What you need to do:
Word for word, give the records again, dropping any picture they hold.
BEGIN
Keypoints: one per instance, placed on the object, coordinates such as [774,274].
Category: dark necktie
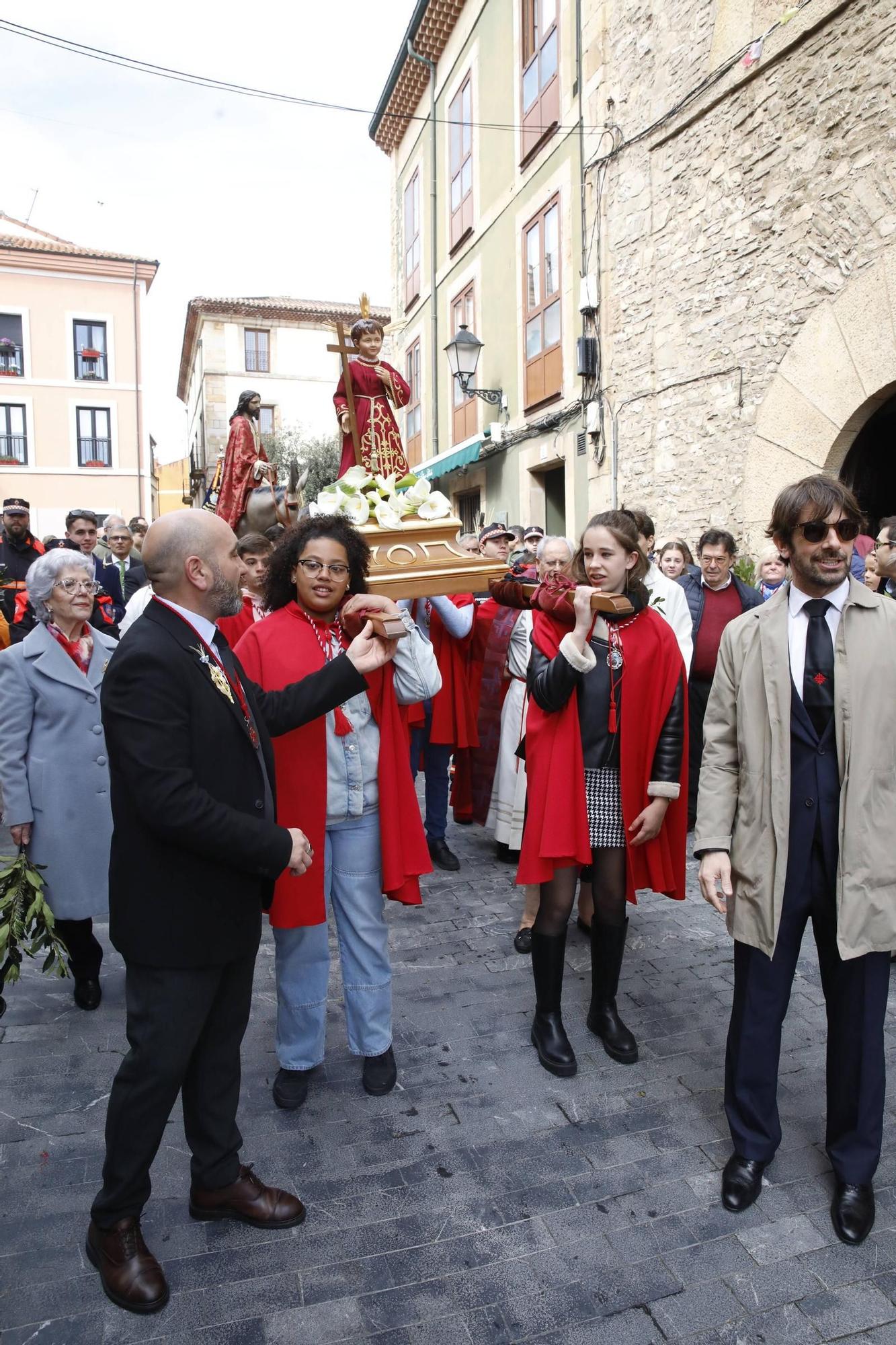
[818,677]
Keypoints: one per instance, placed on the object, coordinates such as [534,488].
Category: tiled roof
[271,307]
[282,306]
[37,240]
[431,26]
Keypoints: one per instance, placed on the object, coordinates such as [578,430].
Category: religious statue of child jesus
[377,388]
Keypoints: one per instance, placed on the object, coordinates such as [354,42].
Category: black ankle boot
[607,949]
[548,1035]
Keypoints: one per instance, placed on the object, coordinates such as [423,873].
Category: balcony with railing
[14,451]
[95,453]
[91,365]
[11,361]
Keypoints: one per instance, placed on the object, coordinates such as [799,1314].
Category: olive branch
[26,923]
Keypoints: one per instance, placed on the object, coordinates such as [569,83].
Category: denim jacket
[353,761]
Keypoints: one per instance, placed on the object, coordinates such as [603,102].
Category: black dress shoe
[522,941]
[443,857]
[291,1089]
[380,1074]
[852,1213]
[88,995]
[741,1183]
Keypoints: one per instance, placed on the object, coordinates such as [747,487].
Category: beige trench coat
[744,782]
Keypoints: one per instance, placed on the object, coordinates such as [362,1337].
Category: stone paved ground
[483,1202]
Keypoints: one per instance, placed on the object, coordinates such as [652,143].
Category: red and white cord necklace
[342,724]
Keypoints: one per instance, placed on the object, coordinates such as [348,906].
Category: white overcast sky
[232,196]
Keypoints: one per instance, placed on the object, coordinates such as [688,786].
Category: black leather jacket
[551,685]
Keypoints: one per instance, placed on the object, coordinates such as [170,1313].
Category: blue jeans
[436,763]
[354,895]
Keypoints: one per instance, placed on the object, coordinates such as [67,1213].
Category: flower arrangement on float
[364,497]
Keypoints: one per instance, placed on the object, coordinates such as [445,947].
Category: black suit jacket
[193,857]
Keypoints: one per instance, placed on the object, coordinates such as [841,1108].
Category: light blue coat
[54,770]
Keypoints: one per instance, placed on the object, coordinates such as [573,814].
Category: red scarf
[276,653]
[454,714]
[81,650]
[556,832]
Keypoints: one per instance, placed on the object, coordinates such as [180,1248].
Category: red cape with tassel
[275,653]
[454,712]
[556,833]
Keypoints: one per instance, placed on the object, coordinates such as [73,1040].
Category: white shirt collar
[797,599]
[201,625]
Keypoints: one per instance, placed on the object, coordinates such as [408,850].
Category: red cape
[556,832]
[237,479]
[454,712]
[275,653]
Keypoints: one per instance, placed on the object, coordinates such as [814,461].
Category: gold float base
[421,559]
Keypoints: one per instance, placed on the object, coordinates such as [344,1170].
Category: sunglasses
[817,529]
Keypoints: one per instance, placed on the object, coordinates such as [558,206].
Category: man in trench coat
[794,822]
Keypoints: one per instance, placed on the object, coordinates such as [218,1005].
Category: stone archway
[833,381]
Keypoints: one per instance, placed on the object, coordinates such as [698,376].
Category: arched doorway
[869,467]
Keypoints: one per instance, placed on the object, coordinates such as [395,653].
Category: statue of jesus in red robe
[245,461]
[377,388]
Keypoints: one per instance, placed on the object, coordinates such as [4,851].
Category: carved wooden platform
[421,559]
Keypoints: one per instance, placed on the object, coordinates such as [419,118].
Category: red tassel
[341,723]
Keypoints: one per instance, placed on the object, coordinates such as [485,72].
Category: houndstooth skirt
[603,801]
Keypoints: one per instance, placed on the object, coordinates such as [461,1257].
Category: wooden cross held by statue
[345,352]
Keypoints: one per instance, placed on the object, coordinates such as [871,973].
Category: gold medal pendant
[221,681]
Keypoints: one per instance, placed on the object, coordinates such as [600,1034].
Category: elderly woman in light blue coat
[54,773]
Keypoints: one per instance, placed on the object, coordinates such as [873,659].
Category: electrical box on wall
[587,357]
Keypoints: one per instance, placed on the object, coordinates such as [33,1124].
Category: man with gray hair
[196,852]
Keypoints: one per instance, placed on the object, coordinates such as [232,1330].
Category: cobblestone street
[482,1202]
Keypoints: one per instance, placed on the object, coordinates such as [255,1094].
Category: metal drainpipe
[434,229]
[136,399]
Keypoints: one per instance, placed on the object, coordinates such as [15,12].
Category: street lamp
[463,357]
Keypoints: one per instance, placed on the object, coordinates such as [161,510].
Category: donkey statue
[267,506]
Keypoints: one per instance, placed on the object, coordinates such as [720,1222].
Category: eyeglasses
[77,586]
[817,529]
[314,568]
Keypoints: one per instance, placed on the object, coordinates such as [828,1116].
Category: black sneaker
[291,1089]
[88,993]
[380,1074]
[443,857]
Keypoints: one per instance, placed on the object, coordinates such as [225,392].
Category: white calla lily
[356,478]
[435,506]
[386,514]
[357,510]
[330,501]
[386,485]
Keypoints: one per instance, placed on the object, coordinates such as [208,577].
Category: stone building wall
[724,232]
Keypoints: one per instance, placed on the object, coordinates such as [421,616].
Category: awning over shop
[451,459]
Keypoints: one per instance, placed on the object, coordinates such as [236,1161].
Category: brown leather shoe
[130,1274]
[251,1202]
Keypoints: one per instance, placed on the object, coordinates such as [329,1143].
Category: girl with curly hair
[348,781]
END
Response to this exercise:
Keypoints: one per instance, placed on the object, coordinates such as [774,274].
Category: dark necktie
[818,677]
Keypoints: one per instance, placed on the object, coordinates such as [534,488].
Category: tiled roof
[271,307]
[282,306]
[37,240]
[431,26]
Keypoints: one per instance, placed on the object, coordinates such as [578,430].
Category: religious statue of child jesus
[377,388]
Keypoints: one per instance, placed on the object, coordinates such as [354,42].
Category: black ankle boot
[607,949]
[548,1035]
Keypoints: one per instance, placed on the object, coordinates such as [423,873].
Category: balcony with railing
[14,451]
[95,453]
[91,365]
[11,361]
Keypoints: one per instance, placed on the object, coordinates such as [799,1314].
Category: olive branch
[26,923]
Keypoints: one per instance, placed on the object, coordinates such as [569,83].
Category: denim jacket
[353,761]
Keypoints: one per instance, placed on the object, coordinates such as [603,102].
Category: black dress shoe
[522,941]
[443,857]
[291,1089]
[380,1074]
[852,1213]
[88,995]
[741,1183]
Keypoints: one per instance, placed on the object, coordinates such as [747,487].
Category: beige trench coat
[744,782]
Keypoints: one per instance, placed on the object, coordinates such as [362,1337].
Category: stone paved ground
[483,1202]
Keypoints: one per instance, placed on the object, coordinates such as [652,143].
Category: red and white cord necklace
[342,724]
Keypoints: one per instance, placed on the object, coordinates such as [348,906].
Category: white overcast sky
[232,196]
Keypoints: one per instance, placed on the object, coordinates such as [688,786].
Category: black leather jacket
[551,685]
Keypoints: one per instance, placed on the object, coordinates such as [170,1313].
Category: blue jeans
[436,763]
[354,895]
Keypoints: one per instance, placed on the object, coordinates such as [67,1213].
Category: flower arrangement on float
[364,497]
Keypoints: one per instance, placed on the object, coordinates such as [445,947].
Category: black suit jacket
[193,857]
Keypoints: one per instance, placed on the object, coordinates such as [841,1108].
Category: light blue coat
[54,770]
Keypoints: one per instance, placed on the object, coordinates such as [573,814].
Category: red scarf
[276,653]
[454,714]
[81,650]
[556,832]
Keypoints: one per instance, placed on the object, coordinates such as [180,1248].
Category: red cape with tassel
[275,653]
[454,712]
[556,833]
Keypoints: one per instance, placed on the object, coordinates such as [73,1040].
Category: white shirt collar
[797,599]
[201,625]
Keypoints: one per instance, placed on the object, coordinates such as [408,850].
Category: red cape
[556,832]
[237,479]
[454,712]
[275,653]
Keypoints: one per instance, placed on the object, coordinates such as [814,461].
Category: gold float base
[421,559]
Keypoints: one per instance, placed on the object, coordinates such as [344,1170].
Category: sunglasses
[817,529]
Keypoints: one per instance, placed on the object, coordinates such as [558,206].
Category: man in trench coat
[794,822]
Keypoints: one per instance, placed on the object, coordinates such as [218,1005].
Category: stone archway
[833,381]
Keypoints: one per instance, placed on the object, coordinates such as [698,376].
Category: arched doorway
[869,467]
Keypoints: one per instance, placed on the object, coordinates such as [395,653].
Category: statue of jesus in red robe
[245,461]
[377,388]
Keypoints: one per instance, placed on the object, coordinates such as [4,851].
Category: carved wooden platform
[421,559]
Keypoints: one per instance, placed on the object, coordinates such as [419,118].
Category: red tassel
[341,723]
Keypoints: one per instance, placed on the object, coordinates such as [485,72].
Category: houndstooth skirt
[603,801]
Keypoints: one per instance, placed on the object, coordinates such as [461,1257].
Category: wooden cross held by statue
[345,352]
Keypoints: one per instance, placed on the object, coordinates such as [871,973].
Category: gold medal pendant
[221,681]
Keypoints: one per instance, placed on the object, coordinates such as [600,1034].
Category: elderly woman in light blue coat
[54,773]
Keypoints: one per instance, placed on the object, coordinates such as [873,659].
Category: electrical box on wall
[587,357]
Keypoints: one per instance, placed on the object, coordinates such as [33,1124].
Category: man with gray hair
[196,852]
Keypoints: one per instance, placed on the object, coordinates such as [232,1330].
Category: cobblestone street
[482,1202]
Keypoints: one per instance, placed on the object, coordinates such as [255,1094].
Category: metal drainpipe
[434,229]
[136,399]
Keypoints: one per instance, placed on the object, coordinates such as [15,12].
Category: street lamp
[463,357]
Keypoints: one per instance, placed on the object, coordinates such as [161,510].
Category: donkey statue
[267,506]
Keypoints: one per instance, placed on the object, coordinates such as [720,1222].
Category: eyeglasses
[77,586]
[817,529]
[314,568]
Keypoints: one per instance, placed on the object, coordinates such as [828,1116].
Category: black sneaker
[291,1089]
[88,993]
[380,1074]
[443,857]
Keypoints: one per instance, placed on the object, coordinates such as [225,392].
Category: white calla lily
[356,478]
[435,506]
[386,514]
[357,510]
[330,501]
[386,485]
Keypoints: one per instance, placed on the object, coordinates such as [208,577].
Category: stone building wall
[724,232]
Keypoints: one per instance, placed on the object, coordinates such as [421,616].
Category: awning over shop
[451,459]
Keypoints: one per instance, placed on the object, coordinates such as [236,1161].
Category: brown leather shoe
[130,1274]
[251,1202]
Keypoints: one per instance, placed on the object, coordinates such as [329,1143].
Category: girl with curly hair
[348,781]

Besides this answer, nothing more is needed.